**Data records**
⁂
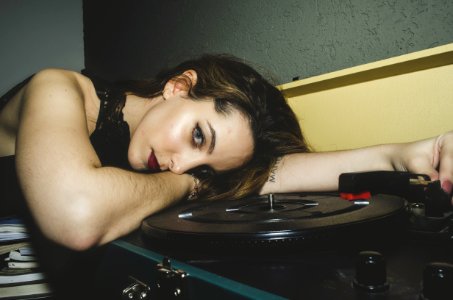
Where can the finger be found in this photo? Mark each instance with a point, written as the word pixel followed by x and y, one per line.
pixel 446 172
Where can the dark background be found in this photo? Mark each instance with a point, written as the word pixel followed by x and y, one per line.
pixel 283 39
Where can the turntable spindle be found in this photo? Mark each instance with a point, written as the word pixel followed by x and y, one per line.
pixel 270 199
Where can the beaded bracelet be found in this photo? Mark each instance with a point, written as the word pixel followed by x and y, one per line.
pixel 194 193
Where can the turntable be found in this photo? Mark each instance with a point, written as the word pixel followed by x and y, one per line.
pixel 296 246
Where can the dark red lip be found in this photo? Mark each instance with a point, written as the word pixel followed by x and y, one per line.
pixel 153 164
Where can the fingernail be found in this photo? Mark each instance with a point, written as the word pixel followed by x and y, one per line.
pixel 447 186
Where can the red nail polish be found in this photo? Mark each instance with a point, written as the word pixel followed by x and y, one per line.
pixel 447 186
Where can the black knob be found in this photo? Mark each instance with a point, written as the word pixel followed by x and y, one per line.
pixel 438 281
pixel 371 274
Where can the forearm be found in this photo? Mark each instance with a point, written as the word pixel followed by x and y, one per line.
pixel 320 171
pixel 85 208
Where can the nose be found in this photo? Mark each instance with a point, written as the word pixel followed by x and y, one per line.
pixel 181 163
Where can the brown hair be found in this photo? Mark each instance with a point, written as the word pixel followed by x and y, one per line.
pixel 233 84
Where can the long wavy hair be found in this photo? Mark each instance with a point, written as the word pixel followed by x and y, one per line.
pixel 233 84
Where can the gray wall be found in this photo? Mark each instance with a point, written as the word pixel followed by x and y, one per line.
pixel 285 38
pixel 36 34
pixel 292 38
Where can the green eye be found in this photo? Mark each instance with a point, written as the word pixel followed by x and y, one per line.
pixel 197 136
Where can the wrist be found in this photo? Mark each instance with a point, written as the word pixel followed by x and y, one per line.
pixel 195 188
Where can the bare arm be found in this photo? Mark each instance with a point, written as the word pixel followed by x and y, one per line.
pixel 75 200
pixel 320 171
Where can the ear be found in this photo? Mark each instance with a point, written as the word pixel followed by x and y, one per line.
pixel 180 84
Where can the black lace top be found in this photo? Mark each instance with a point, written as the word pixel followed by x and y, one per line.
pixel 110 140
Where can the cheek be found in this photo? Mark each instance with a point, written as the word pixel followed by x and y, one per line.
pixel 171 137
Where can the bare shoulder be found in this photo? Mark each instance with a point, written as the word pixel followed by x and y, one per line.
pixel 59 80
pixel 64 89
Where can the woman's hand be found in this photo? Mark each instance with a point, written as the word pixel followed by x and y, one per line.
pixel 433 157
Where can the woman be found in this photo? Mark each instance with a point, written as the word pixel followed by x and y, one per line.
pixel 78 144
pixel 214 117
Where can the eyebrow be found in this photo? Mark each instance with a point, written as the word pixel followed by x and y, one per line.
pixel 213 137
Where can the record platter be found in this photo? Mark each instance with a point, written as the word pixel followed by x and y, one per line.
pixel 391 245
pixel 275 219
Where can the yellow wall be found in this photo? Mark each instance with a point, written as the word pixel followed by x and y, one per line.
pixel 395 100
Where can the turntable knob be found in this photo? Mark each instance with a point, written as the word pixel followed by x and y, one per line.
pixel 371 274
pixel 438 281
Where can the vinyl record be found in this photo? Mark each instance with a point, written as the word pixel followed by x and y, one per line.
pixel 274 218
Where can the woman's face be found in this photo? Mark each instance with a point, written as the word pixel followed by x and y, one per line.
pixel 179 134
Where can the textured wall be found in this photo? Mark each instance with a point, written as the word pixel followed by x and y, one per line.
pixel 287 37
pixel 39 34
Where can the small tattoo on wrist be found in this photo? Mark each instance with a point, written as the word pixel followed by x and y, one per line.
⁂
**What you should do**
Retype all of the items above word for word, leaving out the pictures.

**Complete answer**
Where can the finger be found in this photo? Mark each instance with a point, written as the word pixel followed by x and y, one per line.
pixel 446 172
Where can the dark background be found in this photo? Mark each instance with a point, written as the word pixel followed by x and y, one per line.
pixel 283 39
Where can the turntable spindle be found in this photo? Mark each instance with a point, written as the word pixel followed by x and y, one per line.
pixel 270 199
Where can the beaded bracelet be found in this photo? Mark each instance with a point, written as the word pixel followed by x and y, one per line.
pixel 194 193
Where can the turntable be found in this photo? Mark each instance with a point, written as the word pixel followed by x and y, one per line.
pixel 296 246
Where can the dark red lip be found in this photo? Mark each instance with a point, written as the word pixel followed by x and y, one per line.
pixel 153 164
Where can the fingernail be found in this photo? Mark each instance with a point, written as the word pixel followed by x and y, one per line.
pixel 447 186
Where can the red nail polish be found in this photo? Mark each instance with a point, written as the word pixel followed by x and y, one per line.
pixel 447 186
Where can the black knob be found in this photo? Mark each instance with a point, written as the word pixel followed by x and y, one per line.
pixel 438 281
pixel 371 274
Where can the forearm be found in this photo? Mark each instance with a point, written as the word pixel followed by x and y, one per line.
pixel 320 171
pixel 85 208
Where can the nose be found in this photo? Mark each instance with a point, written as the word pixel followed by x and y, one per line.
pixel 181 163
Where can the brown hair be found in this photo? Mark each instance with a point, written as the word pixel followed by x and y, one per line.
pixel 233 84
Where can the long wavy hair be found in this photo? Mark each instance with a point, written as the word pixel followed by x and y, one per line.
pixel 233 84
Where can the gray wall be found in this photo? Mark each instance with a point, written as the word pixel followed by x and y, one per line.
pixel 285 38
pixel 36 34
pixel 292 38
Where can the green eye be found in this photo? Mark each instance with a point, written as the word pixel followed by x and y, one per line.
pixel 197 136
Where can the wrist be found in this photo? Mark each instance with a point, written as the word pixel followed by x and y, one per line.
pixel 195 188
Where can the bare arm be found in this photo? Mark each instance with a point, written as the word pixel followed by x and y, one per line.
pixel 75 200
pixel 320 171
Where can the ear be found in this photo? Mark each instance with a point, written as the word pixel followed by x and y, one per line.
pixel 180 84
Where can the black lace top be found in this photo? Mark each instance with a point, written as the word pixel followed by x and y, one per line.
pixel 110 140
Where can the cheek be found in this photo? Mark each instance with a point, written as the word pixel followed by x and y, one per line.
pixel 171 137
Where can the bare shoulder be found in this photo? Mark each instance with a point, written as the word pixel followed by x and y, one per line.
pixel 59 80
pixel 64 89
Where can the woman's hand be found in this photo? Mark each instance with a point, written as the word pixel followed by x and y, one per line.
pixel 433 157
Where can the woman be found in this photo? Mark each instance with a point, written as the word pixel followed by x and y, one per line.
pixel 78 144
pixel 214 117
Where can the eyebrow be found in this photo? Mark each instance with a point, written as the word pixel followed by x and y, one per line.
pixel 213 137
Where can the record platter be found in this photo? Mark each instance with a point, written as the word pixel followed by x and y, one per line.
pixel 391 245
pixel 275 219
Where can the yellow wall be found in this photo? Mark each instance with a point, written as the word pixel followed by x and y, one per line.
pixel 395 100
Where can the turntable knob be found in this photo? Mark each instance with a point, written as the word pixel followed by x and y, one per line.
pixel 371 274
pixel 438 281
Where can the vinyl record be found in this photo? Mark each instance with a point, written as the word pixel followed by x and y, one per line.
pixel 274 218
Where can the woman's face be found in this photo? Mark each instance with a point, written as the word pixel followed by x and y, one per line.
pixel 179 134
Where can the textured wall be found in this photo? Mark each instance with a point, written as the word pixel followed by x and y, one per line.
pixel 287 37
pixel 39 34
Where can the small tattoo on wrist be found in this photo? Mark each instance with a point, written as the word pixel followed by x and y, one per line.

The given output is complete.